**TEXT SECTION:**
####################
T.C. Memo. 2008-203
UNITED STATES TAX COURT
RALPH THOMAS WHITECAVAGE, Petitioner v.
COMMISSIONER OF INTERNAL REVENUE, Respondent
Docket No. 788-06. Filed August 27, 2008.
Ralph Thomas Whitecavage, pro se.
Jonae A. Harrison, for respondent.
MEMORANDUM FINDINGS OF FACT AND OPINION
THORNTON, Judge: Respondent determined the following
deficiencies and penalty in petitioner’s Federal income taxes:
Accuracy-Related Penalty
Year Deficiency Sec. 6662(a)
2001 $1,590 --
2002 14,521 $2,904
2003 2,490 --
- 2 -
The issues for decision are: (1) Whether during 2001, 2002,
and 2003 petitioner engaged for profit in the activity of
breeding greyhounds for racing; and (2) whether petitioner is
liable for a section 6662 accuracy-related penalty for 2002.
All section references are to the Internal Revenue Code in
effect for the taxable years at issue, and all Rule references
are to the Tax Court Rules of Practice and Procedure.
FINDINGS OF FACT
The parties have stipulated some facts, which are so found.
When he petitioned the Court, petitioner resided in Arizona.
####################
Source records:
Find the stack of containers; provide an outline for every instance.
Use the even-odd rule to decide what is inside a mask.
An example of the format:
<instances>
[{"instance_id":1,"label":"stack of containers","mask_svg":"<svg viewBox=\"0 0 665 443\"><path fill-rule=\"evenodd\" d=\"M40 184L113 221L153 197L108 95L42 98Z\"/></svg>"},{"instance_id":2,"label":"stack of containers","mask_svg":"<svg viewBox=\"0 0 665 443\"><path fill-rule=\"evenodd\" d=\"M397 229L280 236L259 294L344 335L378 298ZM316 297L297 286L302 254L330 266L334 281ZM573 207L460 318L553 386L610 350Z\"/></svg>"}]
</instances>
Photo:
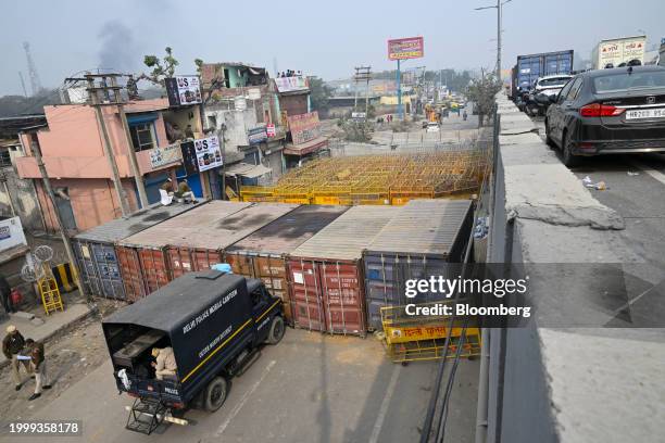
####################
**SET TASKS:**
1. According to the tax court opinion, what activity is in question when the court decides whether the petitioner engaged in it for profit during 2001, 2002, and 2003?
2. Carry on the tax court opinion from the point where it stops.

**RESPONSES:**
1. Breeding greyhounds for racing.

2.
Petitioner was an auditor for the Internal Revenue Service
(IRS) for 21 years, including the years at issue. He was
stationed in the Yuma, Arizona, office of the IRS, where he
worked about 42.5 hours a week before retiring in 2006.
Petitioner resided on his property about 3 miles from Yuma.
In 1994 petitioner began breeding greyhounds there for the
purpose of entering them in dog races. Each year he bred a
litter of pups. Over 10 years he raised about 88 greyhounds.
Before 2002 petitioner kept his greyhounds in crates in his
garage; twice a day he would take them out for exercise. During
2002 petitioner built a 1,000-square-foot kennel and added a new
run and fencing.
Because of his full-time job at the IRS, petitioner could
not spend much time with the dogs during workdays, but he fed and
- 3 -
cleaned up after them mornings and evenings. Petitioner did not
hire any caretaker to tend the dogs while he was at work.
Petitioner would keep the pups on his property until they
were a little over 1 year old. Then he would send them to
Florida, Oklahoma, or New Mexico to train for racing on a track.
After being trained, petitioner’s greyhounds were taken to be
raced in Florida and Arizona. Petitioner received a percentage
of any winnings.
Not all the greyhounds survived training; petitioner “lost”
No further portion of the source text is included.